[WORK TO COMPLETE] Copy the items from the start through the line that contains "27], [116, 34]]", requests included. Multiply every coordinate in the answer outlines by 1.7 and round to whole numbers, with halves going up, but leave the numbers in the requests and their format samples as they are.

[DATA IN THIS EXERCISE]
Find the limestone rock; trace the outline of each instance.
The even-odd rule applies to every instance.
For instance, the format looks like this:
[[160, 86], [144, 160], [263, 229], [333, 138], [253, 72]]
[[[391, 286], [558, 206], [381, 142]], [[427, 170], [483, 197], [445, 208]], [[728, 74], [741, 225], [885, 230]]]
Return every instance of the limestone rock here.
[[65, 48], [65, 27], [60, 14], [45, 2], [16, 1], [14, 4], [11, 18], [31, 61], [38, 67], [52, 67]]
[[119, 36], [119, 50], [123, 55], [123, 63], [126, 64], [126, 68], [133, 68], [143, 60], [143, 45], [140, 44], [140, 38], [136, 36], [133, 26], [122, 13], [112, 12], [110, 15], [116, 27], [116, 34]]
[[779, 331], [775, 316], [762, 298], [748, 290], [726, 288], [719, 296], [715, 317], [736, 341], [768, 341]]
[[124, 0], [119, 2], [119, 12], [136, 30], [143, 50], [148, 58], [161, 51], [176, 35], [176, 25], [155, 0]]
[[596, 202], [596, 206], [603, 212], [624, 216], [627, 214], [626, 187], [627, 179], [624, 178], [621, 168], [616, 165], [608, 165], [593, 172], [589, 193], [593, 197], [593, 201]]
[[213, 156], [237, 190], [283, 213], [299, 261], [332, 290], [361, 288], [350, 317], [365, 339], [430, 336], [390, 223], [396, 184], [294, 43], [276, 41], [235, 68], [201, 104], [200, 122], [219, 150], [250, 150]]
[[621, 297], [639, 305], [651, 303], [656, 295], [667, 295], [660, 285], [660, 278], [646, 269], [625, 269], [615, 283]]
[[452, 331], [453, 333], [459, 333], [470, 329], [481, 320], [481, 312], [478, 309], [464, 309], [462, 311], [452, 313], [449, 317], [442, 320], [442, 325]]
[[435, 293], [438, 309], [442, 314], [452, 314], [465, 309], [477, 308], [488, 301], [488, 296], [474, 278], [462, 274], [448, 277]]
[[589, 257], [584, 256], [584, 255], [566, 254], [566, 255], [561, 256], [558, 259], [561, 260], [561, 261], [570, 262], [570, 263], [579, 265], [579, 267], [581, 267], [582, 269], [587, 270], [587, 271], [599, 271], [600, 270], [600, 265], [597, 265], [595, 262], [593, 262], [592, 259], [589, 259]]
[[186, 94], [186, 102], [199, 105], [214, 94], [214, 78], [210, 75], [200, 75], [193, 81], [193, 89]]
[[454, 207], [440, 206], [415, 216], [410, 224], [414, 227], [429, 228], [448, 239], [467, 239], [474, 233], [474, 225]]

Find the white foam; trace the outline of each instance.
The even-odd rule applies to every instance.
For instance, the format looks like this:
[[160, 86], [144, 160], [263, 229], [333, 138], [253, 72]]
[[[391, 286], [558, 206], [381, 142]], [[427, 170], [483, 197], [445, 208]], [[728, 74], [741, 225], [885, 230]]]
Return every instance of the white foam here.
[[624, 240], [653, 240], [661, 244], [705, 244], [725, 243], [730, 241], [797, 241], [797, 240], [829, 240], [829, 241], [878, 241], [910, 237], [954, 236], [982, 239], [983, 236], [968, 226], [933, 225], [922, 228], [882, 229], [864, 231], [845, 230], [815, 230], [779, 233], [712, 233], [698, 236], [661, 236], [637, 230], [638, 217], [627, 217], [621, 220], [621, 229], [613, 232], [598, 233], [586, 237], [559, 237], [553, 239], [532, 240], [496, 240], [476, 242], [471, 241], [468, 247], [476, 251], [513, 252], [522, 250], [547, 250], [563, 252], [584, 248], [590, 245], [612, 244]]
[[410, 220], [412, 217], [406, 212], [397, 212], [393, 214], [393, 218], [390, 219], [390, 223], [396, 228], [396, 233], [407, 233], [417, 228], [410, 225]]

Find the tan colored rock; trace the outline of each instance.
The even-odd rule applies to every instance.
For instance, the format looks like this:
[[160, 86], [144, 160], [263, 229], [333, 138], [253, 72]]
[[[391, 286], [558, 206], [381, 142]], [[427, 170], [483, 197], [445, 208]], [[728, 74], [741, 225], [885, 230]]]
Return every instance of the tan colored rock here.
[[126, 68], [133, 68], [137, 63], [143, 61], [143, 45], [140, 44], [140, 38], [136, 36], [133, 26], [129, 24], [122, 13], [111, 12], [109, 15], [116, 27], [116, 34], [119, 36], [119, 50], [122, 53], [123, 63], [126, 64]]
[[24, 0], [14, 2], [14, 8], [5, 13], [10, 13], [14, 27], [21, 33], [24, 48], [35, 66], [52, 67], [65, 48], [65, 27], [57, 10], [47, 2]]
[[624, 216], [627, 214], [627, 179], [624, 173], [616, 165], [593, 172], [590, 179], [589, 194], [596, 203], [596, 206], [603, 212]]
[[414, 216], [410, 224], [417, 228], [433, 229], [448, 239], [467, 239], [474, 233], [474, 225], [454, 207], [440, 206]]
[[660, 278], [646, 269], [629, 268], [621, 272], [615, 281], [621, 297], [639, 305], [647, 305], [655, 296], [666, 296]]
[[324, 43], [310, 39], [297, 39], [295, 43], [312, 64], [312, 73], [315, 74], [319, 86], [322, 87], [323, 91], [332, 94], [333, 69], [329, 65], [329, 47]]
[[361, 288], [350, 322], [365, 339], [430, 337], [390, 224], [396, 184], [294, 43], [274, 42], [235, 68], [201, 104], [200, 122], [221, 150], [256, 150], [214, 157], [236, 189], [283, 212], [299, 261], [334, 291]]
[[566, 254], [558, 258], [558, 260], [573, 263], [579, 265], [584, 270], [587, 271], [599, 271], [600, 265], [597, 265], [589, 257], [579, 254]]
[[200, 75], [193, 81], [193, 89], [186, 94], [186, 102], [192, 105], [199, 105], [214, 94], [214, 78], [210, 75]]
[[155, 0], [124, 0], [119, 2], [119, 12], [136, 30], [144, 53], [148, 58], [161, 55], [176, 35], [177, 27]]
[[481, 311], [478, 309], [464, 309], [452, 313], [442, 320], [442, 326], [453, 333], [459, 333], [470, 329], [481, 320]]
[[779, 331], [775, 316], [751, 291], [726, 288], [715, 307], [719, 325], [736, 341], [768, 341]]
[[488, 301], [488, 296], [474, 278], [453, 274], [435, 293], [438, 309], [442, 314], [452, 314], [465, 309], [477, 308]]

[ANSWER BELOW]
Find the limestone rock; trace the outline of each instance.
The even-odd rule applies to every instance.
For instance, the format looks like this:
[[160, 86], [144, 160], [263, 229], [333, 138], [253, 72]]
[[[391, 286], [558, 206], [381, 142]], [[427, 170], [483, 197], [445, 208]], [[728, 74], [741, 225], [885, 230]]]
Return every instance of the limestone rock here.
[[111, 82], [111, 46], [102, 24], [77, 3], [27, 2], [24, 7], [19, 31], [53, 104], [65, 114], [88, 114]]
[[202, 61], [202, 85], [209, 94], [209, 107], [214, 109], [214, 116], [226, 116], [243, 102], [243, 77], [238, 75], [238, 65], [231, 61], [226, 44], [207, 22], [190, 20], [187, 26], [197, 46], [197, 58]]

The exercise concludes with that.